▶ _Exercise description_:
Rewrite the material below, changing every "pixel coords" to "pixel coordinates" and leaving all other text as it is.

-.-.-

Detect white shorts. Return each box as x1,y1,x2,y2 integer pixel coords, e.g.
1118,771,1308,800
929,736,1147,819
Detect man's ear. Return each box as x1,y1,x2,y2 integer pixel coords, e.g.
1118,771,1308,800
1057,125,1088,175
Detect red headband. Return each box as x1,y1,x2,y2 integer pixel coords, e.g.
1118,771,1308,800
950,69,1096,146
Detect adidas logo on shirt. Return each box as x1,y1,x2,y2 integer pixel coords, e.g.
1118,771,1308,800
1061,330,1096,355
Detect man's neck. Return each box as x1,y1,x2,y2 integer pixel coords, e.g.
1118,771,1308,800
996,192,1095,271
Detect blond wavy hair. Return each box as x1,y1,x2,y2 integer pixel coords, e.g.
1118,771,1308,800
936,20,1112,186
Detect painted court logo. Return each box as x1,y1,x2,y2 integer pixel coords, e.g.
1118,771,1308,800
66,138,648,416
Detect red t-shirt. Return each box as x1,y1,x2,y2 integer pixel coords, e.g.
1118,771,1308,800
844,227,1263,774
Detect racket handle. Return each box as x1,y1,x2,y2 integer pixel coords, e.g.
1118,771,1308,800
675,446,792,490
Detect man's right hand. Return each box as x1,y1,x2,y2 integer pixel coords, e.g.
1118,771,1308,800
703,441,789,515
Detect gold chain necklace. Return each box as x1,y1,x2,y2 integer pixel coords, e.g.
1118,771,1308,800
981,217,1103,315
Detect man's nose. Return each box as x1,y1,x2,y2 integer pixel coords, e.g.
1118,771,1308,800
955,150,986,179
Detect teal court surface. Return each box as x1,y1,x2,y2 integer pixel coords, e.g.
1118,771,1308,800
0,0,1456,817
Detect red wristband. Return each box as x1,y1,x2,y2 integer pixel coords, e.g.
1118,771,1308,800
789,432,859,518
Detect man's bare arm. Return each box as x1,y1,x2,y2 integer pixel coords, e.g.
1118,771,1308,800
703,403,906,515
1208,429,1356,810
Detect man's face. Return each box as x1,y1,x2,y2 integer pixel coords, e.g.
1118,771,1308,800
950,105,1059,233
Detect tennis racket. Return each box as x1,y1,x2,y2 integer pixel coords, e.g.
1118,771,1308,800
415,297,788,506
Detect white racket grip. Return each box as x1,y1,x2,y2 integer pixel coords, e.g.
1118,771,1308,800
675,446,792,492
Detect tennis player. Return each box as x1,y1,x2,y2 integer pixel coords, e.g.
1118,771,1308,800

-.-.-

▶ _Task answer_:
Detect white shorts. Return each box as x1,y1,x2,y2 integer pixel coordinates, e.g.
1118,771,1308,800
929,736,1147,819
Detect man's ear. Return each box as x1,y1,x2,y2 integer pixel coordinates, e.g.
1118,771,1308,800
1057,125,1088,175
Detect red headband. Return each box as x1,y1,x2,y2 integer pixel coordinates, e.g.
1118,771,1308,800
950,69,1096,146
Detect adidas logo on shirt. Return each box as x1,y1,x2,y2 integer pixel coordinates, e.g.
1118,771,1308,800
1061,330,1096,355
Detect man's neck. Return each box as x1,y1,x2,y2 integer pixel coordinates, e.g.
1118,771,1308,800
996,192,1095,271
Detect blond wavy hair. Return each box as x1,y1,x2,y2 integer pixel coordinates, e.g.
1118,771,1308,800
936,20,1112,186
Detect painted court logo. Return each box as x1,y1,x2,y2 integer pixel coordinates, e.g.
1118,771,1308,800
66,138,648,416
Detect red t-shirt. Return each box as x1,y1,x2,y2 integer pixel coordinates, e.g.
1118,771,1308,800
844,227,1263,774
Detect racket handle. Return each box as x1,y1,x2,y2 integer pixel coordinates, e.g.
1118,771,1308,800
675,446,792,490
Detect man's right hand. Return each box as x1,y1,x2,y2 integer pixel coordinates, e.g.
1118,771,1308,800
703,441,789,515
Detect gold chain necklace. Return each box as x1,y1,x2,y2 integer pixel coordinates, e.g.
1118,771,1308,800
981,217,1103,315
Detect man's nose. Return each box as x1,y1,x2,y2 integer pixel coordinates, e.g.
1118,771,1308,800
955,150,986,179
Detect teal court surface. Return each box as x1,y1,x2,y2 integer pixel coordinates, e.g.
1118,771,1308,800
0,0,1456,817
Detect red wristband. Return each box as x1,y1,x2,y2 integer pixel coordinates, e.g.
1118,771,1308,800
789,432,859,518
Detect man's bare arm. Return each box as x1,y1,x2,y2 integer pixel coordinates, e.g.
1118,771,1308,800
703,403,906,515
1208,429,1356,810
Detect man's face. Return each box as x1,y1,x2,y2 integer pixel coordinates, e.g.
1118,771,1308,800
950,105,1059,233
Detect tennis racket. Return each box as x1,y1,x2,y2 integer pixel coordinates, e.g.
1118,771,1308,800
415,297,788,506
Detect white racket grip. Return each box as x1,y1,x2,y2 integer pixel coordinates, e.g.
1118,771,1308,800
675,446,792,492
Detect tennis player. Return each box as x1,y1,x2,y2 integer pixel coordinates, e.g.
1118,771,1308,800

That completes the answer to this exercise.